What to do: Transcribe every line of the items below without changing anything, and leave the pictures out of your copy.
━━━━━ Data extract
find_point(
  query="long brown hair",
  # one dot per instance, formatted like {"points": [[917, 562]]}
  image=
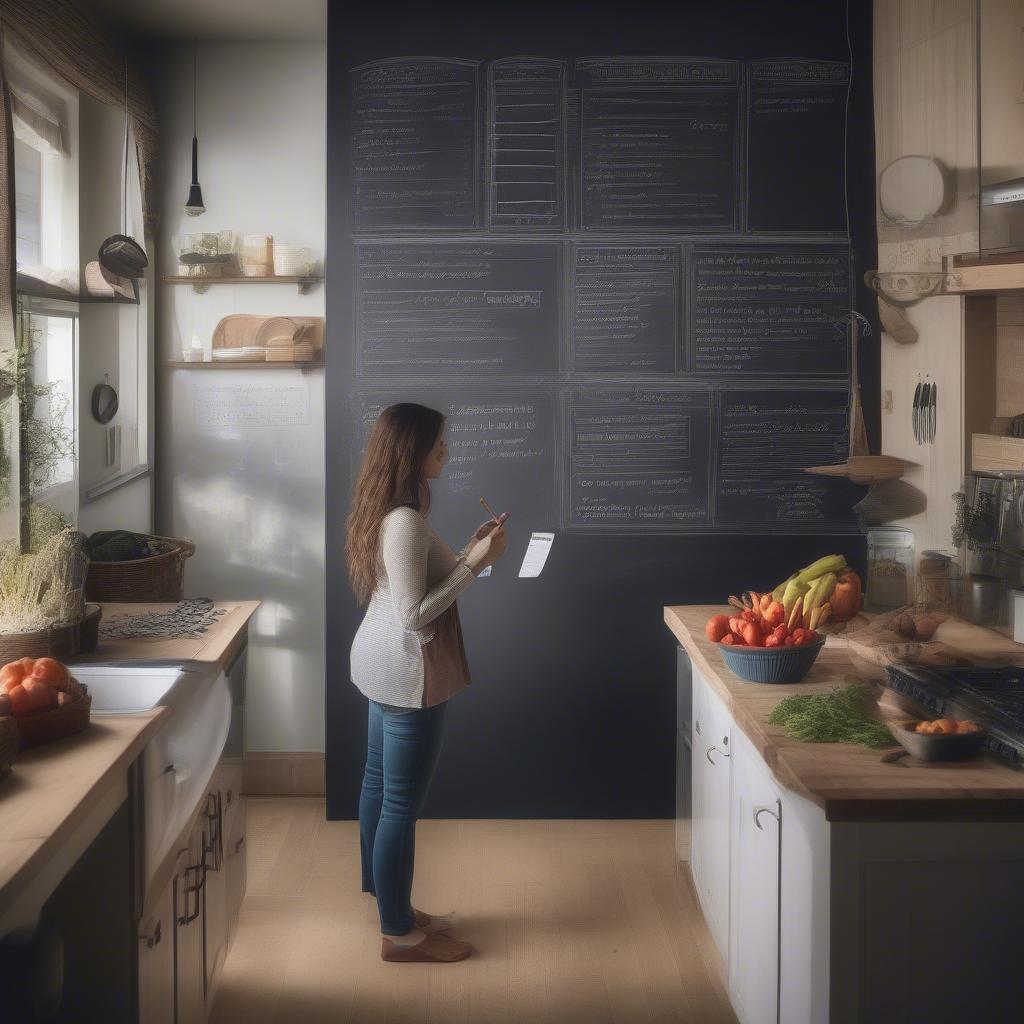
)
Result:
{"points": [[391, 474]]}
━━━━━━━━━━
Final answer:
find_point(
  query="long brown hair",
  # one dot per instance, formatted like {"points": [[917, 562]]}
  image=
)
Result:
{"points": [[391, 474]]}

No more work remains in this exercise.